*Selected extract*:
Re: [PATCH v5 01/14] bulk-checkin: rename 'state' variable and separate 'plugged' boolean

Neeraj Singh <nksingh85@xxxxxxxxx> · Wed, 30 Mar 2022 11:34:58 -0700

On Wed, Mar 30, 2022 at 10:11 AM Junio C Hamano <gitster@xxxxxxxxx> wrote:
>
> "Neeraj Singh via GitGitGadget" <gitgitgadget@xxxxxxxxx> writes:
>
> > Batched fsync will fit into bulk-checkin by taking advantage of the
> > plug/unplug functionality to determine the appropriate time to fsync
> > and make newly-added objects available in the primary object database.
> >
> > * Rename 'state' variable to 'bulk_checkin_state', since we will later
> >   be adding 'bulk_fsync_objdir'.  This also makes the variable easier to
> >   find in the debugger, since the name is more unique.
> >
> > * Move the 'plugged' data member of 'bulk_checkin_state' into a separate
> >   static variable. Doing this avoids resetting the variable in
> >   finish_bulk_checkin when zeroing the 'bulk_checkin_state'. As-is, we
> >   seem to unintentionally disable the plugging functionality the first
> >   time a new packfile must be created due to packfile size limits. While
> >   disabling the plugging state only results in suboptimal behavior for
> >   the current code, it would be fatal for the bulk-fsync functionality
> >   later in this patch series.
>
> Paraphrasing to make sure I understand your reasoning here...
>
> In the "plug and then perform as many changes to the repository and
> finally unplug" flow, before or after this series, the "perform"

*What you need to do*: Write out the patch-review email above word for word, from its subject line to its final line.

*Supplied data*:
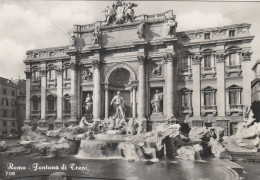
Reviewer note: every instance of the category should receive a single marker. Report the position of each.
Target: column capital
(142, 59)
(221, 56)
(28, 74)
(170, 57)
(246, 55)
(59, 70)
(42, 72)
(96, 63)
(196, 59)
(134, 87)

*Answer to the problem*:
Re: [PATCH v5 01/14] bulk-checkin: rename 'state' variable and separate 'plugged' boolean

Neeraj Singh <nksingh85@xxxxxxxxx> · Wed, 30 Mar 2022 11:34:58 -0700

On Wed, Mar 30, 2022 at 10:11 AM Junio C Hamano <gitster@xxxxxxxxx> wrote:
>
> "Neeraj Singh via GitGitGadget" <gitgitgadget@xxxxxxxxx> writes:
>
> > Batched fsync will fit into bulk-checkin by taking advantage of the
> > plug/unplug functionality to determine the appropriate time to fsync
> > and make newly-added objects available in the primary object database.
> >
> > * Rename 'state' variable to 'bulk_checkin_state', since we will later
> >   be adding 'bulk_fsync_objdir'.  This also makes the variable easier to
> >   find in the debugger, since the name is more unique.
> >
> > * Move the 'plugged' data member of 'bulk_checkin_state' into a separate
> >   static variable. Doing this avoids resetting the variable in
> >   finish_bulk_checkin when zeroing the 'bulk_checkin_state'. As-is, we
> >   seem to unintentionally disable the plugging functionality the first
> >   time a new packfile must be created due to packfile size limits. While
> >   disabling the plugging state only results in suboptimal behavior for
> >   the current code, it would be fatal for the bulk-fsync functionality
> >   later in this patch series.
>
> Paraphrasing to make sure I understand your reasoning here...
>
> In the "plug and then perform as many changes to the repository and
> finally unplug" flow, before or after this series, the "perform"